=== DOCUMENT TEXT ===

The gunmen reportedly identified themselves as members of the Guyana Police Force and ordered the occupants of the house to open their doors. Investigators confirmed having received reports that both gunmen were dressed in bulletproof vests bearing police insignia, and say they have launched an investigation into the matter.

Stabroek News understands that the young man's sister first emerged from the apartment. One of the gunmen entered and checked, while the other stood guard at King's door. Relatives said after a quick survey of the sister's quarters, the gunman walked around the side of the building to join his partner at King's door.

Just about that time, they said, King began to ask what the men wanted of him and emerged from his home with upraised hands.

"He come out with his hands in the air and just as he come out here, they open fire on he," one relative stated. According to the woman, the young man was shot repeatedly and after he collapsed in the yard, the gunmen turned and ran off.

When Stabroek News turned up at the man's home yesterday, investigators were still looking for spent shells. One relative said King's killers used at least two different calibre weapons, since they saw the police gathering several handfuls of "long, fat" bronze shells and others that were "silver."

A bloodied sheet, along with a red, gold and green knitted bandanna, was left in the grass where King had fallen. There was also a pair of surgical gloves left behind in the mud. One senior police source told this newspaper that the force had no criminal record on King. The young man sold baskets and according to one investigator, he was also a seaman. His body was removed from the scene some time around 2:00 am yesterday.

The Atlanticville shootout

Shortly after 10:00 pm on Friday, gunshots echoed through the normally quiet Atlanticville neighbourhood, sending residents scuttling for cover, some under their beds. According to one resident, one car appeared to have chased the other into the ward before the shootout started.

Some persons claimed that as the taxi tried to exit the winding streets, another carload of men approached and opened fire fatally wounding Chapman and Gordon. Chapman was taken to the Georgetown Public Hospital at 10:45 pm by a group of men, one of whom was identified as a policeman. However, the taxi-driver succumbed to multiple gunshot wounds at about 11:30 pm.

One of his sisters said Chapman had previously worked with Comfort Zone Taxi Service, but had left in April after he was badly beaten on the same night the taxi base was shot at and two cars torched.

On April 6, gunmen turned on the relatives of 2002 Mash Day prison escapee, Shawn Brown, torching their Pike Street, Kitty home. That same night, the Comfort Zone cabs were burnt.

In one of the attacks he survived, Chapman had gone to Craig Street, Campbellville some time close to midnight to pick up someone, when a carload of men pulled up, beat him severely while asking him about the owner of the car he was driving. Gordon's address was yesterday stated as Craig Street.

===

• REQUIRED ACTION
Revise the news report from "The gunmen reportedly" up to and including "partner at King's door.", replacing "bulletproof vests" with "body armor". The items aren't needed for this work.

=== THE DATA ===

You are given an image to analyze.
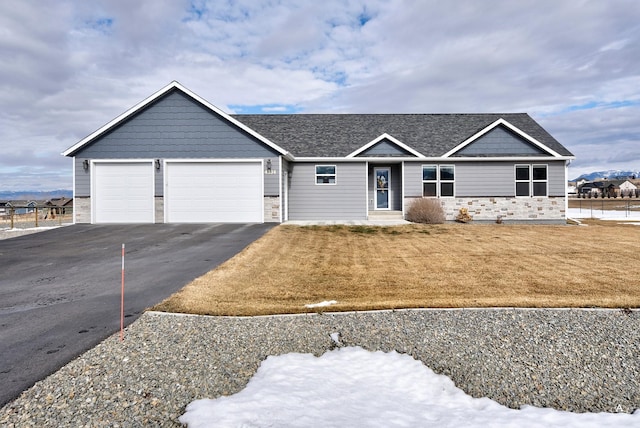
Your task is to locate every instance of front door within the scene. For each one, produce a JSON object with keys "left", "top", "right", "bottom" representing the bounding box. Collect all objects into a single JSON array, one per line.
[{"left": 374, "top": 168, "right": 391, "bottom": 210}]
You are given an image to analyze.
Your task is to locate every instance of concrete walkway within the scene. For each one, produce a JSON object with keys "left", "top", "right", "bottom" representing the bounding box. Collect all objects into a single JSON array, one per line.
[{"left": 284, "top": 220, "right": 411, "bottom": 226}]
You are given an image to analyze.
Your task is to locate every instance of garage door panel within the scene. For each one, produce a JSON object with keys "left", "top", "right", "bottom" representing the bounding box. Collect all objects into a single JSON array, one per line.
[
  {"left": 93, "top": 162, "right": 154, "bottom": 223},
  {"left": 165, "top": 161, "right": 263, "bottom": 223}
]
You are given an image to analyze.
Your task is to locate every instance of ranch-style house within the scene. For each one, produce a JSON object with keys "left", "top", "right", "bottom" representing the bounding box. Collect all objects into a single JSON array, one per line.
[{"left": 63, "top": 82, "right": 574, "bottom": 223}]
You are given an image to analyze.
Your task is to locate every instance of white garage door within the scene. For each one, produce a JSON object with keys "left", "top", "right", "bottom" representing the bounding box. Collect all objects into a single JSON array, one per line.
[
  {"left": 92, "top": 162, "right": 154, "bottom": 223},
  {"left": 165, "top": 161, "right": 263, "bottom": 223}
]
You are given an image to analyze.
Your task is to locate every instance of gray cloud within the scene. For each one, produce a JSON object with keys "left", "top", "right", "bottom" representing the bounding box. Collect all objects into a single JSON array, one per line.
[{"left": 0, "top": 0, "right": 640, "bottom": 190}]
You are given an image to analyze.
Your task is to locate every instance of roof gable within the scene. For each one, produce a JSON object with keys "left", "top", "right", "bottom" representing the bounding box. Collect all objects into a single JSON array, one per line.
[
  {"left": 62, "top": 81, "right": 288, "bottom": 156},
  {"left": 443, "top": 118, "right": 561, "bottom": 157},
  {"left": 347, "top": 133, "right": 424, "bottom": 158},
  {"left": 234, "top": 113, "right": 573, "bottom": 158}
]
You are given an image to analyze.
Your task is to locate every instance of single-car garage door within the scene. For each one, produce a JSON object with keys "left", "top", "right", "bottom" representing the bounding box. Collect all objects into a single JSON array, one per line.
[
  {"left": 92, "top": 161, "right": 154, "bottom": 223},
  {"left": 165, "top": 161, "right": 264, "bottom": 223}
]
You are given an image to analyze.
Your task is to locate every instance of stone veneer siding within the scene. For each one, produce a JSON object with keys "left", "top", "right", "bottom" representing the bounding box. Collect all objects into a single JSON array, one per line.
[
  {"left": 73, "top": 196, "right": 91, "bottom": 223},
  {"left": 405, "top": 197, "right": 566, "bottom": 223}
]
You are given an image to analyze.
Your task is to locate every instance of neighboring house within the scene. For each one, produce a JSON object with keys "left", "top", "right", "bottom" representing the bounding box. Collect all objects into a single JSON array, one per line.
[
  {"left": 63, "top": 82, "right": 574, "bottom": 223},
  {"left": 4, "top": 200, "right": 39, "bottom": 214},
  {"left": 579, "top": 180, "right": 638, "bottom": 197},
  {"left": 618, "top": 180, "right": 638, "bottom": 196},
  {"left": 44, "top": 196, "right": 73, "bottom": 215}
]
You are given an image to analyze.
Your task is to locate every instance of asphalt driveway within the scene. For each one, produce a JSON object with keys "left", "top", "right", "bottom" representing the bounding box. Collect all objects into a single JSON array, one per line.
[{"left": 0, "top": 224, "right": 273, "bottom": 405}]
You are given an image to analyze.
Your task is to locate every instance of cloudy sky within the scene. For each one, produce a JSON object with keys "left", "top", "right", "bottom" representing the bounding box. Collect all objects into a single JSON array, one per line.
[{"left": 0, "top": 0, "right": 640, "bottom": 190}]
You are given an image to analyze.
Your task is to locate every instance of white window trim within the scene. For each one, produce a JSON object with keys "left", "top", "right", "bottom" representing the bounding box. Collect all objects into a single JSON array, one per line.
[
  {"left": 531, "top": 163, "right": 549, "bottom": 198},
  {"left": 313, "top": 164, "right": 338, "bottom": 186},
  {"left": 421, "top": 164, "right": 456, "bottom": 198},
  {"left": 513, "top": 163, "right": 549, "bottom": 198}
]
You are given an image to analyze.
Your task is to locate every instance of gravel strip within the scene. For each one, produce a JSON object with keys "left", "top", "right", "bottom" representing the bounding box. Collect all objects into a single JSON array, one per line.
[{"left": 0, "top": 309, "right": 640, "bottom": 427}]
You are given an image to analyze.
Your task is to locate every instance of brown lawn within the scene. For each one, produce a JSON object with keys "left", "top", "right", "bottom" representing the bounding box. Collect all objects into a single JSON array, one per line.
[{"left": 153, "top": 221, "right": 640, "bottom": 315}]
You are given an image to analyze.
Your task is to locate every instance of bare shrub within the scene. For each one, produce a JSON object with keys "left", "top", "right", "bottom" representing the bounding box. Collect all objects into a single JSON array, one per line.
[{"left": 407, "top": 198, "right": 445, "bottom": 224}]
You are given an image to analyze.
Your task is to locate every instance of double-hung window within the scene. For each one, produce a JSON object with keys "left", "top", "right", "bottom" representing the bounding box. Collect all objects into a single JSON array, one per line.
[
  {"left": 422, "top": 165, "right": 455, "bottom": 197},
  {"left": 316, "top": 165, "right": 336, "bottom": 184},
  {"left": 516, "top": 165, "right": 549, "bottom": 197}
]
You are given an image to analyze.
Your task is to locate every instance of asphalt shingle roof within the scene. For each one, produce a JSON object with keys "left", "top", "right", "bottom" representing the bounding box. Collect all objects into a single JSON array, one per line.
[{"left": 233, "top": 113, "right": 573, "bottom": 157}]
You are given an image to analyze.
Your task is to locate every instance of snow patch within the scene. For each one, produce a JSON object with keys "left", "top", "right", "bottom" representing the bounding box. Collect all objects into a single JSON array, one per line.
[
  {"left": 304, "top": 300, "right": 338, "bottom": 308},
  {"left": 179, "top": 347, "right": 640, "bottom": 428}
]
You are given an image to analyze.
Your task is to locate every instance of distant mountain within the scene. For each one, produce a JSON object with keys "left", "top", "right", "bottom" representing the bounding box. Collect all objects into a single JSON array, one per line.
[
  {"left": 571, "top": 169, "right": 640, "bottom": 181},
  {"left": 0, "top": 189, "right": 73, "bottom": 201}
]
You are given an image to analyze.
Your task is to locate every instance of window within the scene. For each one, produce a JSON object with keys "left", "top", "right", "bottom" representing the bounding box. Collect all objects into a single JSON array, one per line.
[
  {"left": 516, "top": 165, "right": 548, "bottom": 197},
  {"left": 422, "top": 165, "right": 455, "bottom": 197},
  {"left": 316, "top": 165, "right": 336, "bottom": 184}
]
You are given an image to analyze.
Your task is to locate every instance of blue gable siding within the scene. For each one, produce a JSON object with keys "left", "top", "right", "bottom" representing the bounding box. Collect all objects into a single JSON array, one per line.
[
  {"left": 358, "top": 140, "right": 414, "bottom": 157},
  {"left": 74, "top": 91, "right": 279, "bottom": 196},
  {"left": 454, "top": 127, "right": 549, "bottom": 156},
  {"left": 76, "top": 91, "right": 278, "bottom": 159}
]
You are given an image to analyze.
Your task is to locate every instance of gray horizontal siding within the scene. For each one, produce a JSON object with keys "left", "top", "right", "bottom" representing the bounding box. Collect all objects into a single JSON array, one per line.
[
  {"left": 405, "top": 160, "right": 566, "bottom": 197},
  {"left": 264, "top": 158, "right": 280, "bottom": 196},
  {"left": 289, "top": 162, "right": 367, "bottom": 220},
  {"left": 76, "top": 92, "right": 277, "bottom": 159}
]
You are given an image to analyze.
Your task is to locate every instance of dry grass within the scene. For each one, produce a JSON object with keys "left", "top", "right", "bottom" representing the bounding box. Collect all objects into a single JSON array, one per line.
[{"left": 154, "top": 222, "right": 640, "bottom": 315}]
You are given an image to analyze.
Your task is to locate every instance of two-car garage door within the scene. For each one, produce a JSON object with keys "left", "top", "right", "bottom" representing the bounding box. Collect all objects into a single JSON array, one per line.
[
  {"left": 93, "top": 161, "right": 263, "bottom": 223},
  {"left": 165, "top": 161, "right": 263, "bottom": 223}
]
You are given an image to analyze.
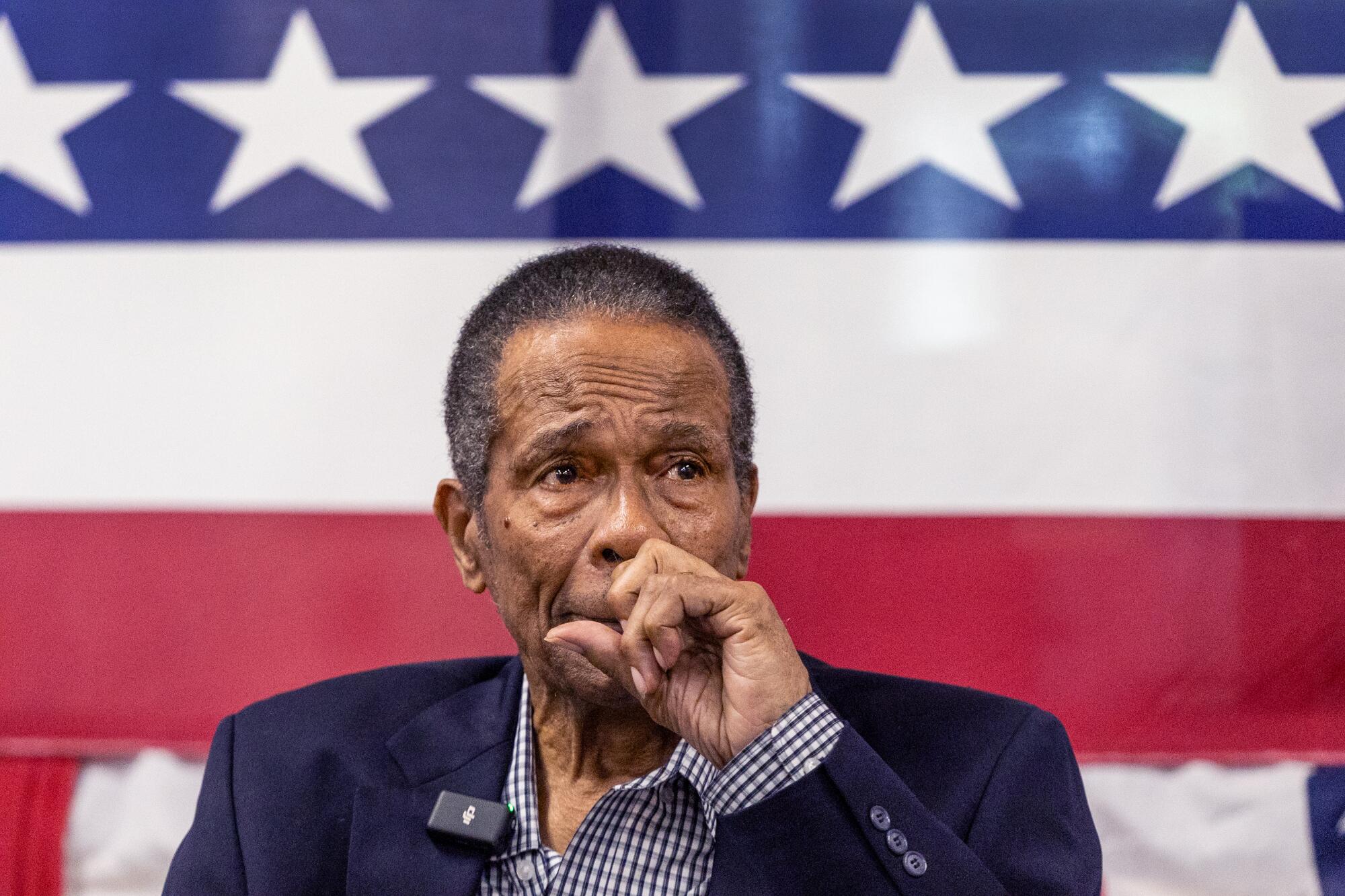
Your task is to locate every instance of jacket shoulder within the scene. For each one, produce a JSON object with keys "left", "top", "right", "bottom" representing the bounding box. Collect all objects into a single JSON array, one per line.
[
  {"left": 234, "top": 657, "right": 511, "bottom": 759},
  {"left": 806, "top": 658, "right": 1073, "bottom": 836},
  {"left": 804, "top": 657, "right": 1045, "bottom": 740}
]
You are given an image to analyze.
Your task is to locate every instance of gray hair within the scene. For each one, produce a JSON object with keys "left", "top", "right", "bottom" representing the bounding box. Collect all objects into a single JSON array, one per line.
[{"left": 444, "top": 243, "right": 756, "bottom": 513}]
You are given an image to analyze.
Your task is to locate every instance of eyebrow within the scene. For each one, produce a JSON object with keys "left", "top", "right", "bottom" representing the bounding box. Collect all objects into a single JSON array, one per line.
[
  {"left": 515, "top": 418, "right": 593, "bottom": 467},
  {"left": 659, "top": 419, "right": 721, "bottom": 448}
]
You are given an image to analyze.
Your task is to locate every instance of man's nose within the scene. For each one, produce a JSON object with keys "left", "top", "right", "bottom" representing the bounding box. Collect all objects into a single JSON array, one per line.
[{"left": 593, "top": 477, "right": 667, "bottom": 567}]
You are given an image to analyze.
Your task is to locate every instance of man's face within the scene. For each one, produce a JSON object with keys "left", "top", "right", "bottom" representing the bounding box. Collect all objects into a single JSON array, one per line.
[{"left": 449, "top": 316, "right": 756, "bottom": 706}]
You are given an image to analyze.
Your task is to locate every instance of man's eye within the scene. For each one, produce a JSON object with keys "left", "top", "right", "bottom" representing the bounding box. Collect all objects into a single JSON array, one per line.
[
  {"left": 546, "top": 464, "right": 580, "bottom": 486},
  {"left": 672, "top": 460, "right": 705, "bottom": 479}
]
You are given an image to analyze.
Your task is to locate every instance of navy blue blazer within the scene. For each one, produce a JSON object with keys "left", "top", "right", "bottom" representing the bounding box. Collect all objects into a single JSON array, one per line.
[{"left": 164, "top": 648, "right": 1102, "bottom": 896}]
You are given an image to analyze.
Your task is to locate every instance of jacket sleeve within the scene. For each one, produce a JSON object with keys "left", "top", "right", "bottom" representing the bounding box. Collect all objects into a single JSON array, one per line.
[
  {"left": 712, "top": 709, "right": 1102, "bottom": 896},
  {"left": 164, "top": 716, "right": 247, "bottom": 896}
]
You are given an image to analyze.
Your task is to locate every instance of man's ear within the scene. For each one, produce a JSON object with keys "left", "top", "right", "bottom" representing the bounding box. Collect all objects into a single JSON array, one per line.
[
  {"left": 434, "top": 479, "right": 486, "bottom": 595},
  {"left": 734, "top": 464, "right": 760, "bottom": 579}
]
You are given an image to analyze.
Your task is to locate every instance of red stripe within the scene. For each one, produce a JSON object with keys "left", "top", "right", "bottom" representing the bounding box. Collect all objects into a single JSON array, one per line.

===

• COMPLETED TASK
The gunmen reportedly identified themselves as members of the Guyana Police Force and ordered the occupants of the house to open their doors. Investigators confirmed having received reports that both gunmen were dressed in body armor bearing police insignia, and say they have launched an investigation into the matter.

Stabroek News understands that the young man's sister first emerged from the apartment. One of the gunmen entered and checked, while the other stood guard at King's door. Relatives said after a quick survey of the sister's quarters, the gunman walked around the side of the building to join his partner at King's door.